### Tâche demandée A
Résumez l'extrait sur Ioana Morogan en deux phrases, s'il vous plaît.
### Tâche demandée B
D'après l'extrait, quels métiers Ioana Morogan découvre-t-elle au cours de son programme graduate ?

### Extrait à lire
============================================================

Design thinking

Être intrapreneur chez Coca-Cola European Partners

Ioana Morogan se définit comme un « bébé Coca-Cola ». Bien qu’issue de la génération millenials, elle travaille déjà depuis 10 ans dans la multinationale qu’elle a rejoint à sa sortie d’école de commerce. Elle débute au sein d’un programme graduate durant lequel elle découvre 3 métiers en 3 ans : commercial terrain, marketing opérationnel et marketing produit. Portée par cette dynamique de changement, elle devient, par la suite, chef de projet puis key account. Avant d’occuper son poste actuel à la tête du « new business » Coca-Cola, elle prend la tête d’une équipe de responsable grands comptes. Par sa connaissance des métiers, des process et des personnes, elle relève au quotidien de nouveaux défis innovants.

Vous occupez un poste plutôt atypique au sein de Coca-Cola : directrice du pôle new business et incubateur, quels sont les défis principaux de votre équipe ?

============================================================

[Entrées sources]

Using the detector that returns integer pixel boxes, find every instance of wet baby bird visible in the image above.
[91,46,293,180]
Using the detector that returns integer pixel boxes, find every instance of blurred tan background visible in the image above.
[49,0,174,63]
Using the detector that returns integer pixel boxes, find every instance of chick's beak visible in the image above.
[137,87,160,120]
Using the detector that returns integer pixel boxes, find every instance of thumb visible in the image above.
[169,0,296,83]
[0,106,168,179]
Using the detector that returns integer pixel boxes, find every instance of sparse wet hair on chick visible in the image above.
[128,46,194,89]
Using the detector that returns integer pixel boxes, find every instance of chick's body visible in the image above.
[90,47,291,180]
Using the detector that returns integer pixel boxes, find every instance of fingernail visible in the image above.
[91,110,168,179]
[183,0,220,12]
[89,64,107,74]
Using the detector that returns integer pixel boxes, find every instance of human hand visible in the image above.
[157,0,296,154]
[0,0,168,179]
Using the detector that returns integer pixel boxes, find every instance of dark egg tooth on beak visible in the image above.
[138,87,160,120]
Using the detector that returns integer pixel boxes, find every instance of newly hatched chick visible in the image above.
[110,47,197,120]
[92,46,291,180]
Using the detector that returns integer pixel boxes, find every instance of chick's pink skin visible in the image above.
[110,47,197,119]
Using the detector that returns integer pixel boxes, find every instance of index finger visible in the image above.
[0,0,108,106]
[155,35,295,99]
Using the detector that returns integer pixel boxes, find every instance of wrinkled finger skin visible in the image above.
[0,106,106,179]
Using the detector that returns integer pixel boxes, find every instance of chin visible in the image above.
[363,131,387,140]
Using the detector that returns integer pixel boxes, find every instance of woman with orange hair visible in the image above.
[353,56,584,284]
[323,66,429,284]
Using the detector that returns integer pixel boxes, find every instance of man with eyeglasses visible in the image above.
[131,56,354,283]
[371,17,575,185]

============================================================

### Réponse rédigée A
Ioana Morogan travaille depuis dix ans chez Coca-Cola, qu'elle a rejoint à sa sortie d'école de commerce par un programme graduate où elle a découvert trois métiers en trois ans. Elle est ensuite devenue chef de projet puis key account, a pris la tête d'une équipe de responsables grands comptes et dirige aujourd'hui le « new business » Coca-Cola.

### Réponse rédigée B
Commercial terrain, marketing opérationnel et marketing produit.